TASK TO CARRY OUT:
Copy the data. Keep every character as given.

** Opening DATA SECTION block **

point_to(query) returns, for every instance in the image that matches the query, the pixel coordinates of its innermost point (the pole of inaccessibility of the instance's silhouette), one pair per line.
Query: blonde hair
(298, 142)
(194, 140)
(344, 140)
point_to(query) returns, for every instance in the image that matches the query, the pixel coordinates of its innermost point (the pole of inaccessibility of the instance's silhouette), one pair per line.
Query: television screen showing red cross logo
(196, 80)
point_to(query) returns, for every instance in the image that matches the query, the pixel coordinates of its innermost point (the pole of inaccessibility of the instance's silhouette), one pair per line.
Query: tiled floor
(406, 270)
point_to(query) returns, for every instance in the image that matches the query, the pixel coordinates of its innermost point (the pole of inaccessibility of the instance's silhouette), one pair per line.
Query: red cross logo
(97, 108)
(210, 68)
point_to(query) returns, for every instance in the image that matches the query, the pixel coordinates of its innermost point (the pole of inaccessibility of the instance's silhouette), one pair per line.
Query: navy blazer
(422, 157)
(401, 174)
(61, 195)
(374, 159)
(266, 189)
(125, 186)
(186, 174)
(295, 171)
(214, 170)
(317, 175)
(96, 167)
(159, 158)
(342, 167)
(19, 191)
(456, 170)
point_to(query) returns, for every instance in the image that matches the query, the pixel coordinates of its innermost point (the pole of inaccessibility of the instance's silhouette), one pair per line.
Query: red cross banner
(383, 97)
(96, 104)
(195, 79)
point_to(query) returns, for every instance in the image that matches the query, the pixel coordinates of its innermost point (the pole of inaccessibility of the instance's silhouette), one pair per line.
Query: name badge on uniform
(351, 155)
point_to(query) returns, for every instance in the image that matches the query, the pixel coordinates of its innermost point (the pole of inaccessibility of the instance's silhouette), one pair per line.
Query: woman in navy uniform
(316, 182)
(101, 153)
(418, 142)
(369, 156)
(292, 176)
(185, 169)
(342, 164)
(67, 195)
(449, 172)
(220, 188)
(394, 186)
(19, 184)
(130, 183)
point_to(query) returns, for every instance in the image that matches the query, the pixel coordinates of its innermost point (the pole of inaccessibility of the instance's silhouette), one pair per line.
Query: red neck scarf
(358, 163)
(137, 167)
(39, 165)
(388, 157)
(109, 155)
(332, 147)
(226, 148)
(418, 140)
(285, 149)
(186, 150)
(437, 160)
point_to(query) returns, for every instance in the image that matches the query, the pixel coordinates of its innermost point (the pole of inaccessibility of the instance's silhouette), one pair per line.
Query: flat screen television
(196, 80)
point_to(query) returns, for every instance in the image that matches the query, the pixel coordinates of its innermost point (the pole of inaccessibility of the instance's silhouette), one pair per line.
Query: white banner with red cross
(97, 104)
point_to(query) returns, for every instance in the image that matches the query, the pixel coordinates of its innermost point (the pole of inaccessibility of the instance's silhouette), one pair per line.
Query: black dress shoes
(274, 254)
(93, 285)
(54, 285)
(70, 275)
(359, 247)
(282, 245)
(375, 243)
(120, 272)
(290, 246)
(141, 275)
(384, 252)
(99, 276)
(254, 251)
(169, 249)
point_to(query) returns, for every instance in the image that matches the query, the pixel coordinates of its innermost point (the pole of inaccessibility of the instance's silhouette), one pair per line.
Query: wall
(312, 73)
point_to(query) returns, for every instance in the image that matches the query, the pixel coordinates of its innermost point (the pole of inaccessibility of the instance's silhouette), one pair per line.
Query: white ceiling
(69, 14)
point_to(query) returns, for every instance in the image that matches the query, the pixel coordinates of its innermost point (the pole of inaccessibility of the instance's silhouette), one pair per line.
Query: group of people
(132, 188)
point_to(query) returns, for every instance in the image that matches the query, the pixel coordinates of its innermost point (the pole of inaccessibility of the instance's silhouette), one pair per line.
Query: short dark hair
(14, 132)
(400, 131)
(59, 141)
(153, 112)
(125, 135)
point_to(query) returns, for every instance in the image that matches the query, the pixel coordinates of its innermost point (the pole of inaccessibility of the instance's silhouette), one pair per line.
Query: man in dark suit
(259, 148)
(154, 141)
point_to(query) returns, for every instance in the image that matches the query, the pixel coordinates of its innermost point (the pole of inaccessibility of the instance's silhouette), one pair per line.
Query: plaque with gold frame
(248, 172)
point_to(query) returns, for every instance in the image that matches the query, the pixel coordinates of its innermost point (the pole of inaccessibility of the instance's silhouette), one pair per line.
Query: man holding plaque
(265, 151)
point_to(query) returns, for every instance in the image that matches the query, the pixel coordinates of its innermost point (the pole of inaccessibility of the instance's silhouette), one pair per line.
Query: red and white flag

** Closing DATA SECTION block **

ANSWER FOR THIS EXERCISE:
point_to(query) returns, for every instance in the image that matches the query, the pixel coordinates of its innermost point (the pole of inaccessibility of the instance's silhouette), one pair per line.
Query: blonde hair
(298, 142)
(194, 140)
(344, 140)
point_to(query) returns, for every instance in the image that matches the query, the pixel coordinates of its innermost point (the pole of inaccessibility of the instance's silhouette), one pair per line.
Query: television screen showing red cross logo
(196, 80)
point_to(query) returns, for every instance in the image that matches the query, the pixel coordinates of its innermost point (the pole of inaccessibility of the instance's silhouette), one pair per line.
Query: tiled floor
(406, 270)
point_to(query) returns, for every instance in the image that matches the query, the pixel coordinates of its innermost point (the pole of inaccessibility of the instance's silhouette), one pair per line.
Query: red cross logo
(97, 108)
(210, 68)
point_to(query) returns, for every instance in the image that matches the query, the pixel coordinates of its innermost point (the pole of inaccessibility of the instance's silhouette), one pair per line.
Query: navy blazer
(422, 157)
(401, 174)
(61, 195)
(374, 159)
(266, 189)
(125, 186)
(186, 174)
(295, 171)
(214, 170)
(317, 175)
(96, 167)
(159, 158)
(342, 167)
(19, 191)
(456, 170)
point_to(query) returns, for every instance in the image that matches the query, the pixel coordinates of its innermost point (the pole of inaccessibility of the instance's silhouette), one pair per line.
Query: red cross banner
(383, 97)
(96, 104)
(195, 79)
point_to(query) returns, for every instance in the image that matches the query, the pixel coordinates of its innermost point (the pole of inaccessibility of the instance's silhouette), one pair per line.
Query: name badge on uniform
(351, 155)
point_to(query) returns, for every instance in the image that matches the query, the pixel coordinates of its innermost point (the pole of inaccessibility of the instance's silhouette), one pair per line.
Query: woman in navy uniform
(316, 182)
(101, 153)
(418, 142)
(369, 156)
(292, 176)
(185, 169)
(342, 164)
(67, 195)
(449, 172)
(220, 188)
(394, 186)
(19, 184)
(130, 183)
point_to(query) returns, for every instance in the image that matches the query, the pixel coordinates of its innermost point (the pole of inaccessibility of the instance's silhouette), one pair per line.
Query: red neck scarf
(358, 163)
(137, 167)
(39, 165)
(388, 157)
(109, 155)
(332, 147)
(226, 148)
(418, 140)
(285, 149)
(186, 150)
(437, 160)
point_to(query) returns, for every instance in the image that matches the query, the pixel coordinates of its innermost point (the pole of inaccessibility of the instance's silhouette), one pair per line.
Query: flat screen television
(196, 80)
point_to(query) returns, for every instance in the image that matches the query, the pixel coordinates of its innermost point (the pole of inaccessibility of the instance's silhouette), one pair per line.
Query: white banner with red cross
(97, 104)
point_to(query) returns, for every instance in the image that matches the query, the pixel coordinates of its innermost point (the pole of inaccessibility of the instance's silhouette), one pair per line.
Query: black dress shoes
(274, 254)
(93, 285)
(54, 285)
(70, 275)
(359, 247)
(282, 245)
(375, 243)
(120, 272)
(290, 246)
(141, 275)
(384, 252)
(99, 276)
(254, 251)
(169, 249)
point_to(query) returns, for every instance in the image that matches the query, the pixel coordinates of its innermost point (the pole of inaccessibility of the instance's silhouette), one pair per line.
Query: wall
(312, 73)
point_to(query) returns, for every instance in the image that matches the query, the pixel coordinates of its innermost point (the pole of inaccessibility of the instance's silhouette), one pair per line.
Query: white ceiling
(69, 14)
point_to(query) returns, for every instance in the image that matches the query, the pixel coordinates of its innermost point (the pole of inaccessibility of the instance's silhouette), one pair per line.
Query: group of people
(132, 188)
point_to(query) returns, for every instance in the image that matches the query, the pixel coordinates of its innermost point (the pole of inaccessibility of the instance's silhouette), one pair per line.
Query: short dark hair
(14, 132)
(400, 131)
(59, 141)
(153, 112)
(125, 135)
point_to(query) returns, for every instance in the image that matches the query, the pixel coordinates of its innermost point (the pole of inaccessibility of the instance's silhouette), one pair per line.
Query: man in dark suit
(259, 148)
(154, 141)
point_to(query) returns, for every instance in the image that matches the query, the pixel coordinates of its innermost point (the pole of inaccessibility of the instance's silhouette), one pair per line.
Query: plaque with gold frame
(248, 172)
point_to(query) returns, for every instance in the image that matches the query, the pixel coordinates of its innermost point (the pole of inaccessibility of the instance's silhouette), one pair per line.
Query: man holding plaque
(265, 151)
point_to(query) returns, for every instance in the image that matches the query, the pixel coordinates of its innermost point (the pole of inaccessibility of the instance's silhouette), one pair per line.
Query: red and white flag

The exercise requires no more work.